An unchanged copy of each entry below is needed; keep the pictures out of it.

Start of Block

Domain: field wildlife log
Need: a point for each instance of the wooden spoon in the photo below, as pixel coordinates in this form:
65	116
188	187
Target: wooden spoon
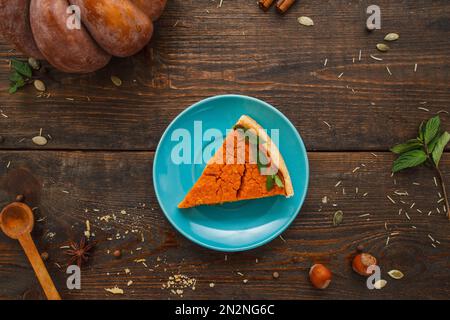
17	221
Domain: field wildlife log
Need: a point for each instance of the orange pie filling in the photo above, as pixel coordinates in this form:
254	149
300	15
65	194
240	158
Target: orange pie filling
233	174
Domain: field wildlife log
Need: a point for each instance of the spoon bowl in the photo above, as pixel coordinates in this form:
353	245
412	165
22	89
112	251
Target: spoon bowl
16	220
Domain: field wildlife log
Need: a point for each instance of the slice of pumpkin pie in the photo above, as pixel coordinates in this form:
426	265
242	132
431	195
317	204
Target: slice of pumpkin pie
247	166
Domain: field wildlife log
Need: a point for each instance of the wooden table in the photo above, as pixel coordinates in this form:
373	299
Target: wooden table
98	161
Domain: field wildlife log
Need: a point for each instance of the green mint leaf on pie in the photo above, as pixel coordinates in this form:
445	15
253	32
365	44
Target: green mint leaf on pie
407	146
278	181
421	132
409	159
431	129
439	147
22	67
269	183
432	144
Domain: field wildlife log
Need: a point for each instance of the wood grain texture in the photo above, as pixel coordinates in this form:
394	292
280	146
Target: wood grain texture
68	188
201	50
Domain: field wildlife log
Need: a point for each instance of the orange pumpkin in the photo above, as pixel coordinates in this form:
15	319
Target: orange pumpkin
48	29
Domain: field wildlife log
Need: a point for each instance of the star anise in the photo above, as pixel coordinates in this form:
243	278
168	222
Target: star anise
79	252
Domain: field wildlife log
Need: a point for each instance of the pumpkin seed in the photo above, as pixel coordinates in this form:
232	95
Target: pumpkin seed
396	274
338	217
40	140
306	21
391	37
380	284
116	80
382	47
39	85
34	64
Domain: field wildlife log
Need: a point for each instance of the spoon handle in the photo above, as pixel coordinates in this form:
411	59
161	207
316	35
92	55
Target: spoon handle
39	267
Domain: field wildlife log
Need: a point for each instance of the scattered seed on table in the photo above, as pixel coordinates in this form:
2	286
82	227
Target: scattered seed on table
382	47
39	85
116	80
306	21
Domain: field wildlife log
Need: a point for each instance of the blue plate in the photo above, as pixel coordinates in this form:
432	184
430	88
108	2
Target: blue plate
236	226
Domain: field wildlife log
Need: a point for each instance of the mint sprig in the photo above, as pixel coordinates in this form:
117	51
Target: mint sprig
21	74
426	149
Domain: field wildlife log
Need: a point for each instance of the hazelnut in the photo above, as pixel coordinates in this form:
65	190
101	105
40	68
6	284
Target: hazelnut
320	276
363	261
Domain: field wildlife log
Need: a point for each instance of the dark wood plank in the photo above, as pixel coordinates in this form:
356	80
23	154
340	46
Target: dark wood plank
202	50
67	187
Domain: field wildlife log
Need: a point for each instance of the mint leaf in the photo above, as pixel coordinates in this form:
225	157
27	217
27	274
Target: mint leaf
431	129
421	131
22	67
433	143
409	159
407	146
438	150
278	181
269	183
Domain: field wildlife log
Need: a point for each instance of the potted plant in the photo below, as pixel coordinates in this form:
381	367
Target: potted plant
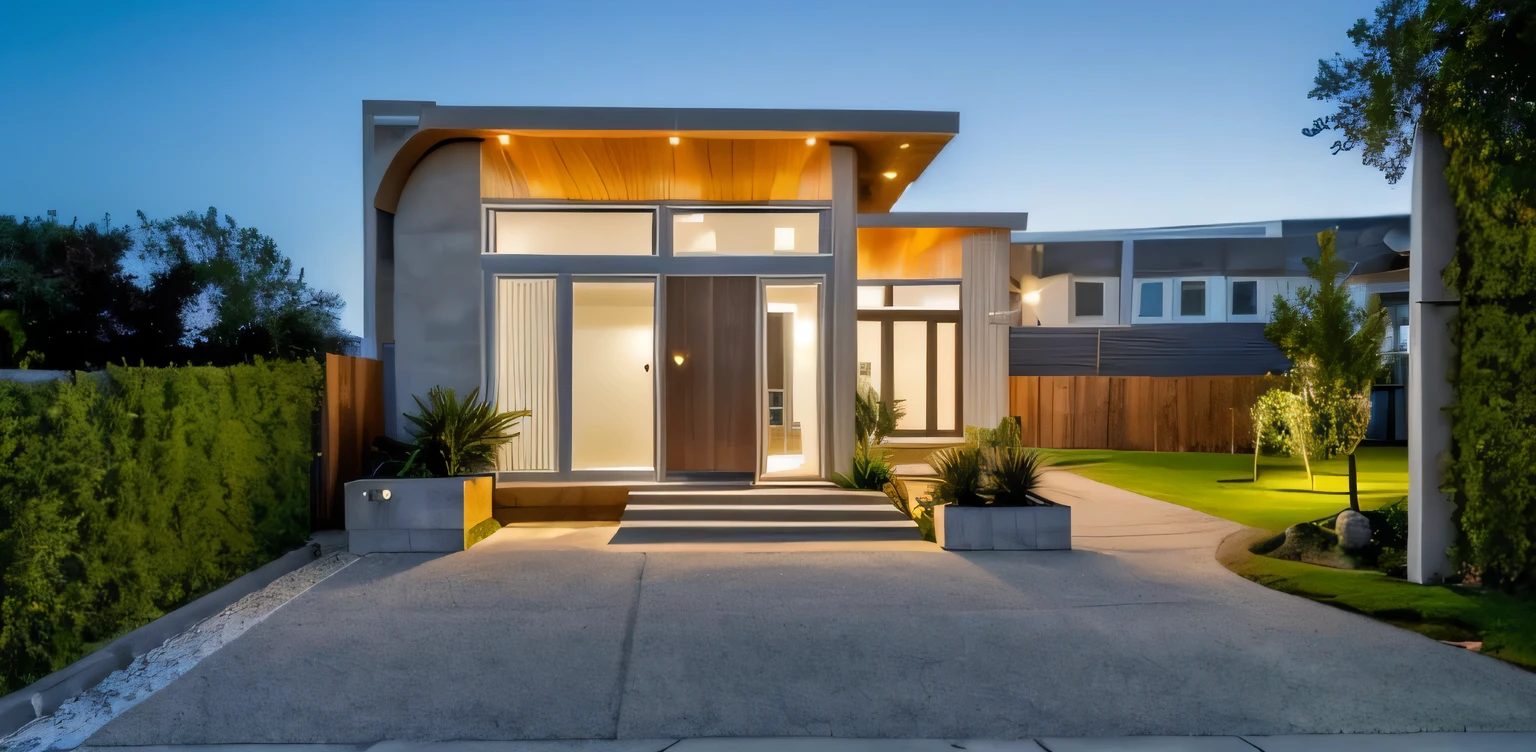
988	501
432	493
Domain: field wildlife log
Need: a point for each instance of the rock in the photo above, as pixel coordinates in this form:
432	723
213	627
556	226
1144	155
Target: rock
1353	530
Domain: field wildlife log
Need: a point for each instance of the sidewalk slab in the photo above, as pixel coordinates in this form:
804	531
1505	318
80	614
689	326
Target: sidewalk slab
1436	742
1145	745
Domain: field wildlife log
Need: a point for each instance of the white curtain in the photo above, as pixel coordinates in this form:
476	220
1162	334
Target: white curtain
526	372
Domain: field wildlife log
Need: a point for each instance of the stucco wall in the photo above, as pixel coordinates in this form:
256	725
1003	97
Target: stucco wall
438	277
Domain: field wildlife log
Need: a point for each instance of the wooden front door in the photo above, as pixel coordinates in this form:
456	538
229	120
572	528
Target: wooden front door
710	418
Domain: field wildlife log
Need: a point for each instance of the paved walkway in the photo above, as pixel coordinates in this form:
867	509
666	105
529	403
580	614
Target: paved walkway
550	634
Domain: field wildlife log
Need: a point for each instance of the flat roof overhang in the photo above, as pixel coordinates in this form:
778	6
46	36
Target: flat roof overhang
877	135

End of Block

_REPLY:_
Domain: field wildlife log
Need: a point for each instance of the wooden spoon in the photo below, as pixel coordinates in this form:
65	116
188	187
Target: wooden spoon
17	221
Domain: field wildlife log
Need: a point for each instance of the orange pie filling in the photo above, as pixel coordinates in this form:
254	149
300	15
65	194
240	158
Target: orange pie filling
233	174
Domain: field wildlife log
Need: a point for each instance of the spoon bowl in the photo above, as pixel coordinates in this form:
353	245
412	165
22	89
112	251
Target: spoon bowl
16	220
Domain: field wildlife log
Need: a point for each instance of the slice of pumpkin pie in the photo above, as pixel coordinates in this form:
426	265
242	132
431	195
317	204
Target: slice of pumpkin pie
247	166
Domain: field wildlife log
Need: a point for each instance of the wooden table in the photo above, as pixel coordinates in this form:
373	299
Target: wooden table
98	161
Domain: field wildlife log
Need: a point for each instance of the green mint leaf on pie in the photo above, as pixel coordinates in this form:
445	15
253	32
365	44
Target: green mint leaf on pie
407	146
278	181
421	132
409	159
431	129
439	147
22	67
269	183
432	144
Domain: field wildlife log
Need: a point for each instance of the wood grain texture in the photo above, as pixel coordinates in this form:
394	292
280	146
Target: wood grain texture
68	188
201	50
Domain: field wildlife log
Need: a point for each instance of the orange pumpkin in the photo above, as pixel coordinates in this form:
15	319
Target: orange pumpkin
48	29
Domain: field wildlife log
Need: a point for each instance of the star anise in the photo above, as pixel coordinates in this form:
243	278
168	222
Target: star anise
79	252
Domain: field wildlife log
Need: a point for each instance of the pumpkin seed in the photo above, as pixel coordinates in this form:
232	95
Target: pumpkin seed
396	274
338	217
40	140
306	21
391	37
380	284
116	80
382	47
39	85
34	64
Domain: field wildlife log
Need: a point for each instance of the spoon handle in the photo above, as pixel coordinates in this form:
411	59
161	207
316	35
92	55
Target: spoon handle
39	267
Domain: field wildlife log
Need: a point for each instance of the scattered seed on table in the photo above, as pixel coordinates in this form:
2	286
82	227
Target: scattered seed on table
382	47
39	85
116	80
306	21
Domain: field wildlife log
Need: a point for each instance of the blue plate in the photo above, as pixel coordinates in this form:
432	184
430	88
108	2
Target: blue plate
236	226
Domain: field wildlife log
Need: a point for each instance of the mint sprig in the photo above, as pixel coordinates in this form:
117	51
Target: mint sprig
21	74
426	149
Domain: field wildlife log
Need: a point for each instance of the hazelnut in the photo above, as pixel coordinates in this form:
65	190
101	105
40	68
6	284
Target: hazelnut
320	276
363	261
Domain: field wildlife log
Need: a point for each instance of the dark wood plank in the photo above, as pixel coordinates in this form:
356	80
23	154
340	46
Target: dark wood plank
202	50
67	187
Domain: field wildlife log
Need: a point for each instance of the mint leaf in the photo above, as pixel coordinates in this form:
225	157
27	217
27	274
Target: mint leaf
431	129
421	131
22	67
433	143
409	159
407	146
438	150
278	181
269	183
Domain: field wildlife log
Need: a point for each instance of the potted plant in the photo below, as pixel coordinates in this form:
381	367
Target: potted plant
988	501
432	493
Domain: field wildlife log
Need: a point for each instance of the rock in the photo above, as pixel coordinates in this form:
432	723
213	627
556	226
1144	155
Target: rock
1353	530
Domain: field wildlife log
Need: a point for each instance of the sidewalk slab in the photo above, as pixel coordinates in this form:
804	531
1505	318
80	614
689	326
Target: sidewalk slab
1436	742
1145	745
Domain: field wildlife log
Need: a point for each instance of the white curtain in the photo above, as pixel coordinates in this form:
476	220
1162	334
Target: white curtain
526	372
Domain: field wildlife log
Need: a point for each instance of the stucco wall in the photo above, as pixel coordinates in this form:
256	725
1003	97
Target: stucco wall
438	277
Domain: field wildlife log
Need: a point for each instance of the wooden front door in the photo above, as pixel coordinates in this form:
456	538
229	120
572	528
Target: wooden front door
710	418
Domain: field wildlife log
Need: a point for each instance of the paved walkway in the photo above, as pixel coordinates in this form:
867	509
666	105
529	403
580	614
Target: paved walkway
550	634
Domain: field wildlife log
Need: a point for each instance of the flat roof overhang in the photo above, as pixel coordinates in this form:
778	6
46	36
Target: flat roof overhang
877	135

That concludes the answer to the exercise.